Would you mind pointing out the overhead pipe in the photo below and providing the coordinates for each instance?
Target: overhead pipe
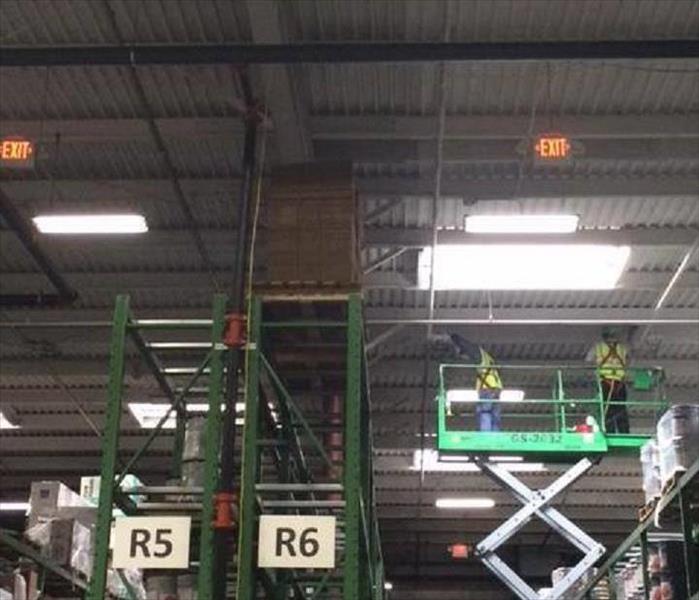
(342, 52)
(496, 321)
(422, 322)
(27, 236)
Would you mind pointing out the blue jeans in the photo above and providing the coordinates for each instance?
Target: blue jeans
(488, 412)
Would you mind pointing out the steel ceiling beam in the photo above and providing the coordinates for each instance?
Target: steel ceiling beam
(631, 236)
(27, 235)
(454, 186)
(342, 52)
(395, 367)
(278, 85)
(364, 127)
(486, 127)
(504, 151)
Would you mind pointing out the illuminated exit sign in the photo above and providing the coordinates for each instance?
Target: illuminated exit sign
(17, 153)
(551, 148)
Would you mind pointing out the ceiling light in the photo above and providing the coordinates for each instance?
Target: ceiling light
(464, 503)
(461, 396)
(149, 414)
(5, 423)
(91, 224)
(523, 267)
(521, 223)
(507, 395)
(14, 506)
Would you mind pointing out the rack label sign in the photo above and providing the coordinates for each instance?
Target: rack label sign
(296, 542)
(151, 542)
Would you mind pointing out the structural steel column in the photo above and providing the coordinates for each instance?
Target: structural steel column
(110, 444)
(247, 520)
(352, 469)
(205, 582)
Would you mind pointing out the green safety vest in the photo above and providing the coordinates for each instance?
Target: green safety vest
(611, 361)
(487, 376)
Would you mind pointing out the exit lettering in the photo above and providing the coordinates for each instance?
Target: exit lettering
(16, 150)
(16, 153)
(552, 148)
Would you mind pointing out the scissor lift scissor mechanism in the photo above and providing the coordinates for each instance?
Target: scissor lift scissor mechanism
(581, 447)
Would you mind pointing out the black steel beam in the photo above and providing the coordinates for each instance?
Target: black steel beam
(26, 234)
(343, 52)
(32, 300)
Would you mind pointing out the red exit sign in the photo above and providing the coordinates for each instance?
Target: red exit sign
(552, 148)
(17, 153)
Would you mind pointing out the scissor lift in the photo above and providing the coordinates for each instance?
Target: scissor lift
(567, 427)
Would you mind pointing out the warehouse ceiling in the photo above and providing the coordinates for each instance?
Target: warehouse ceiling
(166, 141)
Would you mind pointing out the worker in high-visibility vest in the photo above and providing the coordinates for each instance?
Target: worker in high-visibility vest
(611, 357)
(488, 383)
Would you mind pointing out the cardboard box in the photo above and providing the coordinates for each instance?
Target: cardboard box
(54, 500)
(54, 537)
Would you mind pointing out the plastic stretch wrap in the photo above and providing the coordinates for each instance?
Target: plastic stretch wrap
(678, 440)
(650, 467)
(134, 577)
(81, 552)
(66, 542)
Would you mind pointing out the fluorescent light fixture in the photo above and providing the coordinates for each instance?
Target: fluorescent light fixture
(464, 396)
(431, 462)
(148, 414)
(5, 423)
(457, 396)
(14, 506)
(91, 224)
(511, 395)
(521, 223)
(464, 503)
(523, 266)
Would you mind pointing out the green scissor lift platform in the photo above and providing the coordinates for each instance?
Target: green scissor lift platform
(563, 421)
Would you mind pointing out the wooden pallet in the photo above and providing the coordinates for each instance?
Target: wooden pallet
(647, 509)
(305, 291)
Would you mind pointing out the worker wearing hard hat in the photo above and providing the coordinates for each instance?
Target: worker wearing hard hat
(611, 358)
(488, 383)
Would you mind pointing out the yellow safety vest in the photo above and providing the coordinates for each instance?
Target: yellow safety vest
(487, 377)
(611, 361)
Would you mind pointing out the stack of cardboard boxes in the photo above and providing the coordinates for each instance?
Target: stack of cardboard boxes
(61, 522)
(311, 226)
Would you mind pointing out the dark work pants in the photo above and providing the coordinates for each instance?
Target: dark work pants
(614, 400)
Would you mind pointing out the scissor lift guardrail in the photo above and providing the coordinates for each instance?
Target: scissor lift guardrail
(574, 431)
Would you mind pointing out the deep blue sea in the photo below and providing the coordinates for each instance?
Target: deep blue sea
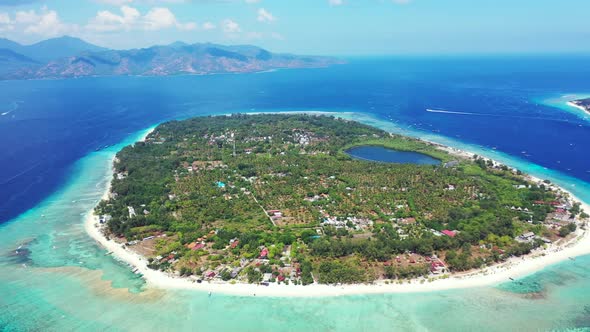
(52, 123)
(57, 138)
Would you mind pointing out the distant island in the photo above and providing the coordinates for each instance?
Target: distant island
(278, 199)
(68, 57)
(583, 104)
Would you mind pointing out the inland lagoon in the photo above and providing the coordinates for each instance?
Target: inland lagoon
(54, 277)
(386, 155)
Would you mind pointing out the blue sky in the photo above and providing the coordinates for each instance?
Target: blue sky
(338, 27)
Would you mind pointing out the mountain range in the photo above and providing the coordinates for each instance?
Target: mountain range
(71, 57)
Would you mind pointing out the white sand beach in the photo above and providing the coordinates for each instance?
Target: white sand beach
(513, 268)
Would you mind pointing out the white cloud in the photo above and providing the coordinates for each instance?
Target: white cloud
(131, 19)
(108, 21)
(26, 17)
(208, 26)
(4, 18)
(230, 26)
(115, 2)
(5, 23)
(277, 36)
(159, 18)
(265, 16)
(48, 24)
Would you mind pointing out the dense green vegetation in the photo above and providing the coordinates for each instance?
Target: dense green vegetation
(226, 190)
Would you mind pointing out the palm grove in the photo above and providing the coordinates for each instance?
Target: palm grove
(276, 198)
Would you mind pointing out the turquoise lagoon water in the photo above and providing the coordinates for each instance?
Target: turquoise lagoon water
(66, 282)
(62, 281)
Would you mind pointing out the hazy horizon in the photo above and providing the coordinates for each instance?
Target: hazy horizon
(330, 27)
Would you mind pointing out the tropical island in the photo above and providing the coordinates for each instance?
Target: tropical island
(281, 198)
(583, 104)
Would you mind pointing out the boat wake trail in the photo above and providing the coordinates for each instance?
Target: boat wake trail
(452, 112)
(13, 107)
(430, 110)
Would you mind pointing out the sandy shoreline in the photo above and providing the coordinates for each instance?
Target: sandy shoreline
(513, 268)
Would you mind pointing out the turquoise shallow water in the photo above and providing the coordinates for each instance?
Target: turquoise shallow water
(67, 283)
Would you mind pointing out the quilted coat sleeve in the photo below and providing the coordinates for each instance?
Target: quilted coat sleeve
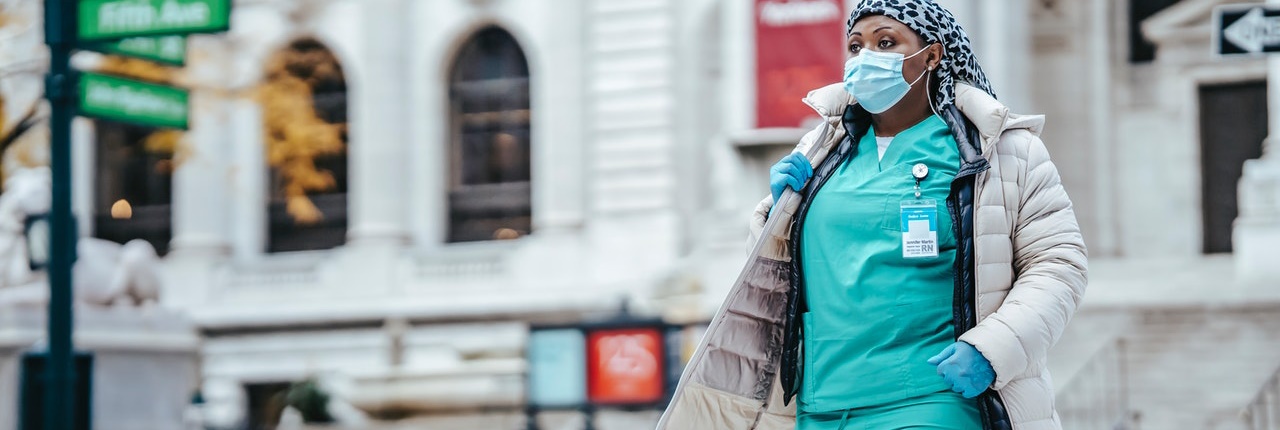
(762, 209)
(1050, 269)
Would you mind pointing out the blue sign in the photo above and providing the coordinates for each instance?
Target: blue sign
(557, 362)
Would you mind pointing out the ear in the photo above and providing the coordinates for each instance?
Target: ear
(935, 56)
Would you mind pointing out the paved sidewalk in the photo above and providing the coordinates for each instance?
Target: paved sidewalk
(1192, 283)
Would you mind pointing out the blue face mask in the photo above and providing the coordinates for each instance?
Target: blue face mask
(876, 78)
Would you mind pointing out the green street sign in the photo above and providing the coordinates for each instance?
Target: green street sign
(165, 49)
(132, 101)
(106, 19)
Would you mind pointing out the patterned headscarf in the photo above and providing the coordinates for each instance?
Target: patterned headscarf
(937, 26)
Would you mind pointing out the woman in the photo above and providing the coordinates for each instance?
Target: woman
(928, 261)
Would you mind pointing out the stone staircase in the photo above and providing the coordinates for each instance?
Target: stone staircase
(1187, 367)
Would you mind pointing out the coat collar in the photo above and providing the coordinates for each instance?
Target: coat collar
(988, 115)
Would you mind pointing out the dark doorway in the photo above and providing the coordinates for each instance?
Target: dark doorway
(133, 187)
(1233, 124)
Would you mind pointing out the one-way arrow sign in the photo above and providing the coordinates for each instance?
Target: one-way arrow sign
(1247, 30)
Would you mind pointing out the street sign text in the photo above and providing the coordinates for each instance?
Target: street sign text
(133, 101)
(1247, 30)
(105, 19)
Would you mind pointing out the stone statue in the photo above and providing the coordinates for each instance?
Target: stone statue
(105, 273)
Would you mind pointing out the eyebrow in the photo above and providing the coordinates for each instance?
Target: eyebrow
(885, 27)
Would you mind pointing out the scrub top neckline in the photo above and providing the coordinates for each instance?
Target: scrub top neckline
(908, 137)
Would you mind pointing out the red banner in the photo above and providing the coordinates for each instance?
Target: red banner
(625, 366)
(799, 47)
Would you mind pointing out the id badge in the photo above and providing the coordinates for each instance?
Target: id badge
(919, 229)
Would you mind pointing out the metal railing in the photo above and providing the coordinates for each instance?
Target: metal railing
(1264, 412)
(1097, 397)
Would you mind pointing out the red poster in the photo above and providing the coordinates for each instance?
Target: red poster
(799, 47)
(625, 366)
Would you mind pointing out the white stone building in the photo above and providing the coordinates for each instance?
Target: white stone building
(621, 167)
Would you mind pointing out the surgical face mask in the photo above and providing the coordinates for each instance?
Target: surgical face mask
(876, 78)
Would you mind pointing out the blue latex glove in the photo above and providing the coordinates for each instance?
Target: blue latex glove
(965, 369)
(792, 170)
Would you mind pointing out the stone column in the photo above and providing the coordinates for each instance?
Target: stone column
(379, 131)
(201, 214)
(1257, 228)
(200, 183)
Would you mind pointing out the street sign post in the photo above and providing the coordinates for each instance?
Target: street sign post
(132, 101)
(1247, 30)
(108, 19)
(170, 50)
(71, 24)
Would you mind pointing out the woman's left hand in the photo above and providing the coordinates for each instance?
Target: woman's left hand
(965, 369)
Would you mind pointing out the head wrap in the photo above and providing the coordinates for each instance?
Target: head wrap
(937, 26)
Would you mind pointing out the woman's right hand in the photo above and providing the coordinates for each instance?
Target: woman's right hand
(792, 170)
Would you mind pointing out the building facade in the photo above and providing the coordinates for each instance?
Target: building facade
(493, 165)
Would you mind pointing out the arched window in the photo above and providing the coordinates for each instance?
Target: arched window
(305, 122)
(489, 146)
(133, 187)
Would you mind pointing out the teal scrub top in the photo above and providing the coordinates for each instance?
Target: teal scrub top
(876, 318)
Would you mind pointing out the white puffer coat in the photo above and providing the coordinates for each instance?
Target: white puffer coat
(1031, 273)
────────────────
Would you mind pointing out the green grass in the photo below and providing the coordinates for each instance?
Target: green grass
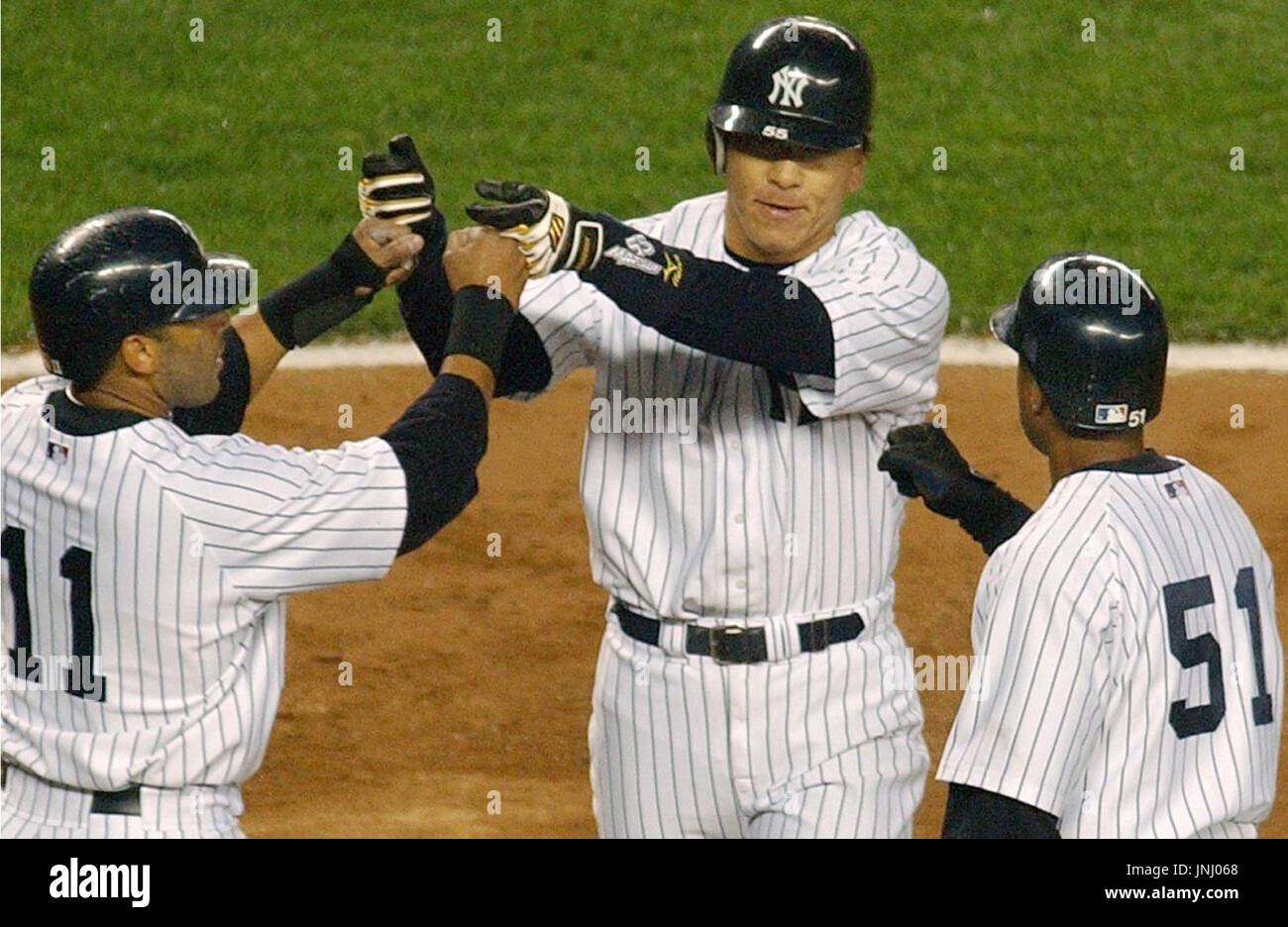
────────────────
EXERCISE AIM:
Find every line in the records that contains the word "below"; copy those lines.

WRITTEN ANSWER:
Would you mind pointing out the overhead pipe in the photo below and providing the coordinates for each instance?
Would you mind pointing out the deep blue sea in the photo below and providing the coordinates for each instance?
Would you mind pointing out the quilted coat sleeve in the photo below and providing the coordinates for each instance?
Would you mind pointing out the green grass in the photo below and providing the coordinates for each instance?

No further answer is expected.